SOURCE PASSAGE:

100%|██████████| 53383576/53383576.0 [03:35<00:00, 247474.98it/s]
Making COSI data set...
total events to procecss: 3324977
Initializing arrays...
Making dictionary...
Saving file...
total processing time [s]: 720.1664335727692
Bin the data
The data is binned with four axes: time, measured energy, compton scattering angle (Phi), and scattering direction (PsiChi). The binning should match that of the response used for the analysis. Here we will bin the data in Galactic coordinates, which is the default. The data can also be binned in local coordinates by specifying the keyword psichi_binning=”local”.
[5]:
analysis.get_binned_data()
binning data...
Time unit: s
Em unit: keV
Phi unit: deg
PsiChi unit: None
Let’s take a look at the raw spectrum and lightcurve:
[6]:
analysis.get_raw_spectrum()
getting raw spectrum...
[7]:
# LC in plot below is normalized to initial time.
analysis.get_raw_lightcurve()
getting raw lightcurve...
Example 2: Some available options for the standard binned anlaysis
In the previous step we saved the unbinned data to an hdf5 file with the read_tra method. Here we will load the unbinnned data from file instead of running read_tra again. We will also save the binned data to file, and make binning plots.
[8]:
analysis = BinnedData("inputs.yaml")
analysis.get_binned_data(unbinned_data="unbinned_data.hdf5", output_name="binned_data", make_binning_plots=True)
binning data...
Time unit: s
Em unit: keV
Phi unit: deg
PsiChi unit: None
plotting psichi in Galactic coordinates...

TASK GOAL:
Answer these questions from the COSI data passage:
(a) How many total events does the output report to be processed?
(b) What are the four axes used to bin the data?
(c) What keyword setting bins the data in local coordinates?
The lines that follow come from a different source than the passage above.

SUPPLIED RECORDS:

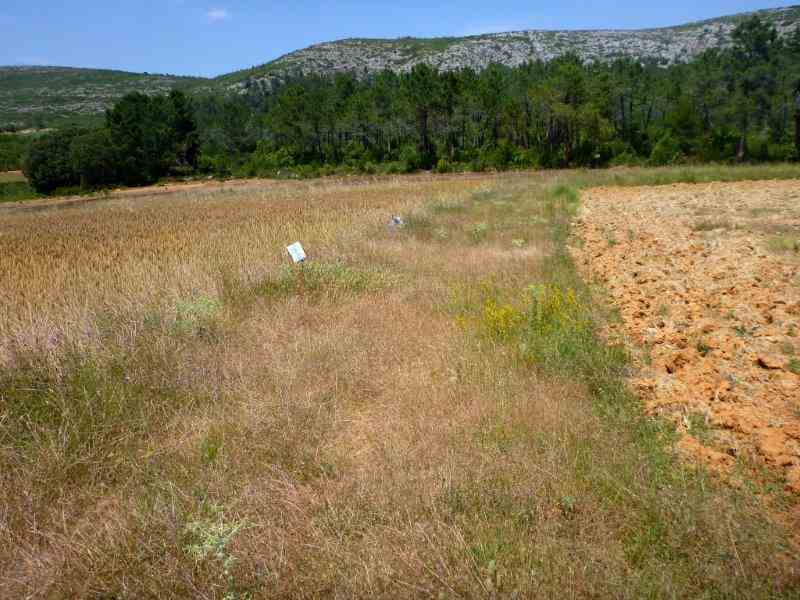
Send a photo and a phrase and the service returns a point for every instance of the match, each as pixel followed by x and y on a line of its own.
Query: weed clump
pixel 315 279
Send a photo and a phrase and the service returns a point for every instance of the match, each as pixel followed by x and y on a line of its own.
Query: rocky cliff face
pixel 363 56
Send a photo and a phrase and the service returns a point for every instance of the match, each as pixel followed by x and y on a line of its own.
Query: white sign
pixel 296 252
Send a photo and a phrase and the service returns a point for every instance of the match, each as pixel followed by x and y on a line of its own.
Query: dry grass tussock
pixel 183 415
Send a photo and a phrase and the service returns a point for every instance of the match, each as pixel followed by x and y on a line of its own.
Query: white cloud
pixel 215 15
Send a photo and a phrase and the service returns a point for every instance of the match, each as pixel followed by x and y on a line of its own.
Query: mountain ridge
pixel 56 95
pixel 663 45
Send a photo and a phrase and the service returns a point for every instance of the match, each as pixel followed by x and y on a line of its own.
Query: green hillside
pixel 53 96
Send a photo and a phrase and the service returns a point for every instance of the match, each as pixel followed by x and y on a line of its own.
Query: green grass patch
pixel 318 279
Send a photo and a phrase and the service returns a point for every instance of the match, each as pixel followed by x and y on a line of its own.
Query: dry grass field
pixel 425 411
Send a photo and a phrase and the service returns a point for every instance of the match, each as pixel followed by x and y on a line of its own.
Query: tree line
pixel 737 103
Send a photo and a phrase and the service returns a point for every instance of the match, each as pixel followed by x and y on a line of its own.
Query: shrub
pixel 48 165
pixel 94 158
pixel 444 166
pixel 666 151
pixel 411 159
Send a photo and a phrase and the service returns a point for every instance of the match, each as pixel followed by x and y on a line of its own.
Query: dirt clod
pixel 712 312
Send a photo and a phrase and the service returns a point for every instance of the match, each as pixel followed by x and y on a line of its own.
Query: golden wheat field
pixel 418 411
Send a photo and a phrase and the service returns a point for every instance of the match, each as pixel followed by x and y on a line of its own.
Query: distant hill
pixel 39 96
pixel 363 56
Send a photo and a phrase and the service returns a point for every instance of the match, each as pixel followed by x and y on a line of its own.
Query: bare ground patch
pixel 707 282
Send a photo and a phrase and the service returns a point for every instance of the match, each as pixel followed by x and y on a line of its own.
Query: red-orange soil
pixel 707 281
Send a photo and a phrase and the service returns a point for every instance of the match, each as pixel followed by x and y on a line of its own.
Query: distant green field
pixel 14 187
pixel 11 177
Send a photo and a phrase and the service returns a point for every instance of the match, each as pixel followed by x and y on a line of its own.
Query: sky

SOLUTION FOR THIS EXERCISE:
(a) 3324977
(b) Time, measured energy, Compton scattering angle (Phi), and scattering direction (PsiChi)
(c) psichi_binning="local"